(Tasks to perform)
1) Summarize the campus discussion in two sentences.
2) In the campus discussion, swap "elevator" for "lift" and write out everything from "Again given the" down to "walking to destination.".

(Extracted text)
● ● ● ● ●
See, now this is a legitimate critique. Good job.

A chief lesson of the new Pixar Campus is that by spreading things out and having large common areas, people move around, interact, and there's more cross-fertilization of ideas.
post #166 of 194
Regardless of technology there will still be times when people meet face to face. I wouldn't want to walk the extra steps too often going around a circle when a straight line is quicker and shorter.

Quicker and shorter. That sounds like the ease of use and minimal size and shape that Apple is known for.

On the other hand having the window washing contract on this big glass circle could make a man rich.
post #167 of 194
Quote:
Originally Posted by MacTac View Post

Regardless of technology there will still be times when people meet face to face. I wouldn't want to walk the extra steps too often going around a circle when a straight line is quicker and shorter.

Quicker and shorter. That sounds like the ease of use and minimal size and shape that Apple is known for.

On the other hand having the window washing contract on this big glass circle could make a man rich.

I'm no geometry or architecture expert but isn't the point of the donut is that the maximum travel distance for anyone from one point of the donut to another is the diameter of the donut. I expect the area in the middle to be where a lot of cross-travel occurs and heck, it involves people getting some outside air, that must be good, right? Given the SF Bay Area weather, it would only be troublesome (ie. having to take your coat with you to go to another department across the donut) during winter. Heck, take the stairs, and with the walking and outdoor air it should all be good for employees!

Again given the architecture you could conceivably travel faster cutting through a small whatchamacallit straight line rather than travelling say 1/10th the circumference.

Of course the only caveat is all this kind of shortest-distance travel, besides being outdoor, will have to be made only at the ground floor. So one would have to note elevator points and elevator time. Then again, it's only four or so floors so... Possibly not too horrible walking to elevator, going down, walking across to other side across courtyard, taking elevator up, walking to destination.
● ● ● ● ●
(Rows of box annotation data)
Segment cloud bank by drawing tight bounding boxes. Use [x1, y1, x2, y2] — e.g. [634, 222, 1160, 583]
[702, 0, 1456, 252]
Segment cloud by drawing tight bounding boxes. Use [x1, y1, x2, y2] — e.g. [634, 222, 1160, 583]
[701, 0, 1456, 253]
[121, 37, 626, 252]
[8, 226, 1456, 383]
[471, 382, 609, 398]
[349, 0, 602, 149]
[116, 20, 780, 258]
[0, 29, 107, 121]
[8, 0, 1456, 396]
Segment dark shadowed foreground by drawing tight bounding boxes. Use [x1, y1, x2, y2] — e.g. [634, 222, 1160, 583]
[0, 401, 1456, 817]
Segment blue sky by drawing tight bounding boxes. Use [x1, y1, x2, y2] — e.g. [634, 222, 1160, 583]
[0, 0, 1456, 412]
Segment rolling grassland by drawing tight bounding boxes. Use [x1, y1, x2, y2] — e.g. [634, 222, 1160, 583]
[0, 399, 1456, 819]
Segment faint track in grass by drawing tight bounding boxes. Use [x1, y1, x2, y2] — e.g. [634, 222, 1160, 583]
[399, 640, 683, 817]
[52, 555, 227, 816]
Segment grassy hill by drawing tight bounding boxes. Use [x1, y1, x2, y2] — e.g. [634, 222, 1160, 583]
● ● ● ● ●
(Solutions)
1) One poster argues that walking around a big glass circle takes longer than going in a straight line, though washing its windows could make someone rich. A reply suggests that the middle of the donut would allow shorter outdoor trips across it, but only at ground level, so people would have to use elevators in a building of about four floors.

2)
Again given the architecture you could conceivably travel faster cutting through a small whatchamacallit straight line rather than travelling say 1/10th the circumference.

Of course the only caveat is all this kind of shortest-distance travel, besides being outdoor, will have to be made only at the ground floor. So one would have to note lift points and lift time. Then again, it's only four or so floors so... Possibly not too horrible walking to lift, going down, walking across to other side across courtyard, taking lift up, walking to destination.